• Document text
^^^^^^^^^^^^^^^^

It seems like just yesterday Jonathon and I were getting to know each other.  We were hanging out and goofing off, free of (most) obligations and hassles of adulthood. Now, we’ve been married twenty years.  We’ve grown and changed and taken on the trappings of being grownups. The years have been good overall, and I’m happy with who we are and how we’ve learned to care for each other and those we come in contact with.  However, we are no longer carefree. We are – gulp – adults, with a mortgage, bills and children to consider.

Unlike the birds here in Maui.  There’s a particularly cheeky bird I’m really enjoying.  He’s got the coloring of a sparrow but with more detail.  He’s a mynah bird, black head, white circles on the outer wings, orange outline around his eyes.  I looked him up this morning.  Lest you think I’m some kind of birder, a.k.a. “The Big Year”, think again.  The bird life has been difficult to ignore here.  The birds just come up to you if you’re sitting outside.  They try to eat your crumbs and if you’re not watching, they’ll eat your food for you! One took a bite of my banana bread yesterday when I wasn’t looking.  Goober!

They seem to have found a perfect balance.  Since I have very few obligations on this trip other than sightseeing and shopping for needs that pop up, I find myself watching them.  They flit around looking for food.  They gather twigs and leaves for nests.  They bask in the sunshine and ride Kihei’s incredible winds.  They don’t worry about anything.

This morning while out running, I caught the sunrise.  Majestic Haleakala was the backdrop for the sun’s early morning appearance, the volcano wreathed in coral-colored clouds.  A flock of birds rode the updraft of warm air in the foreground.  Later on my journey, I passed groups of chickens and chicks, foraging right on the main road.  A couple of roosters strutted around proudly. 

Later, driving to pick up some supplies, I caught a glimpse of cattle egrets.  They’re similar to our egrets  in the Northwest – skinnier and smaller yet still white.  I’ve even seen a couple of cardinals. 

All these birds remind me of Jesus talking to the disciples.  In Luke 12:6-7, He says, “What is the price of five sparrows – two copper coins?  Yet God does not forget a single one of them…So don’t be afraid; you are more valuable to God than a whole flock of sparrows”.   Here, in this land of tropical beauty, I can see that fully.  Kihei is a resort and community carved out of a desert wasteland.  It’s become a place for birds to flock, as well as tourists.  The flowering trees around my hotel room host a variety of birds and their offspring. I’ve seen almost none of the birds I recognize, save a couple of ducks floating on a freshwater canal and the aforementioned chickens.  Here, I can see God’s care for even the feathered ones.  I am inspired to cast off a little care during this vacation, to embrace some freedom and soar with joy. And I’m reminded of Jesus’ care for me.

^^^^^^^^^^^^^^^^

• Entries shown
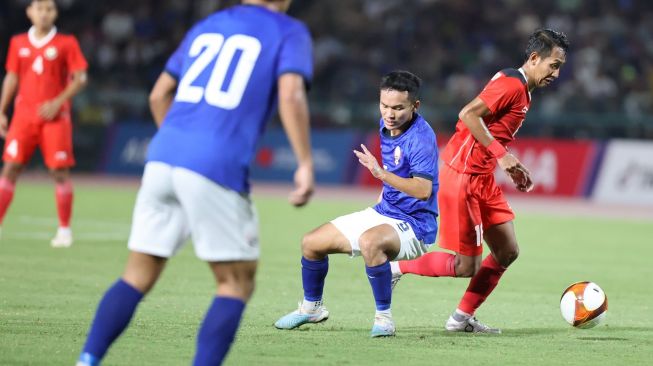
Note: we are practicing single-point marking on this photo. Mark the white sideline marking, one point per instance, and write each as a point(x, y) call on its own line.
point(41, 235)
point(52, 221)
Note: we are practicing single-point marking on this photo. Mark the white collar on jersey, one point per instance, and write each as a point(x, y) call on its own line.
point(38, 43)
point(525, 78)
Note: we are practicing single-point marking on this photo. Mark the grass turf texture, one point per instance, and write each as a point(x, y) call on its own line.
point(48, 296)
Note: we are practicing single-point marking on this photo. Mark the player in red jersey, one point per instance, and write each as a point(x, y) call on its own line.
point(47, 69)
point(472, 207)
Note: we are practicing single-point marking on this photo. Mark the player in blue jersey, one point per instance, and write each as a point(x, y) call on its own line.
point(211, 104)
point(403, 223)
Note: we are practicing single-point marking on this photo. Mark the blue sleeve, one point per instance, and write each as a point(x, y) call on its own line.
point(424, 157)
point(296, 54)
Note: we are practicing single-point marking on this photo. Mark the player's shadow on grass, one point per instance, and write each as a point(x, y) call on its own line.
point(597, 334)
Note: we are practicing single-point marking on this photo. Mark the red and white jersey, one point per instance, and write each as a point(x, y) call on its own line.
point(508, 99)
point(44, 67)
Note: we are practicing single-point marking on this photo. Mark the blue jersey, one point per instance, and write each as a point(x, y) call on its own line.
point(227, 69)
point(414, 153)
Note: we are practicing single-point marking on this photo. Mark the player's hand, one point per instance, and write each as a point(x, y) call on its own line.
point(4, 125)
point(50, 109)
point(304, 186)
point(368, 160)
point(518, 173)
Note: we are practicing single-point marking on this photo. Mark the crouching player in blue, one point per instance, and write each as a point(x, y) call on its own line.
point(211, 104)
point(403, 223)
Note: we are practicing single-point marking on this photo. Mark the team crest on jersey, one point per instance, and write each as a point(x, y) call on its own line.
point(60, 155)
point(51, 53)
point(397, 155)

^^^^^^^^^^^^^^^^

• Directives
1) According to the essay about birds in Maui, why does the writer end up watching the birds? Answer in one to three sentences.
2) Print the part of the listing that opens with the line containing "player's hand, one" and closes with the line containing "point(518, 173)".
The essay about birds in Maui has no connection to the listing.

• Task-by-task results
1) The writer has very few obligations on the trip other than sightseeing and shopping for needs that come up. That leaves free time to watch the birds.

2)
Note: we are practicing single-point marking on this photo. Mark the player's hand, one point per instance, and write each as a point(x, y) call on its own line.
point(4, 125)
point(50, 109)
point(304, 186)
point(368, 160)
point(518, 173)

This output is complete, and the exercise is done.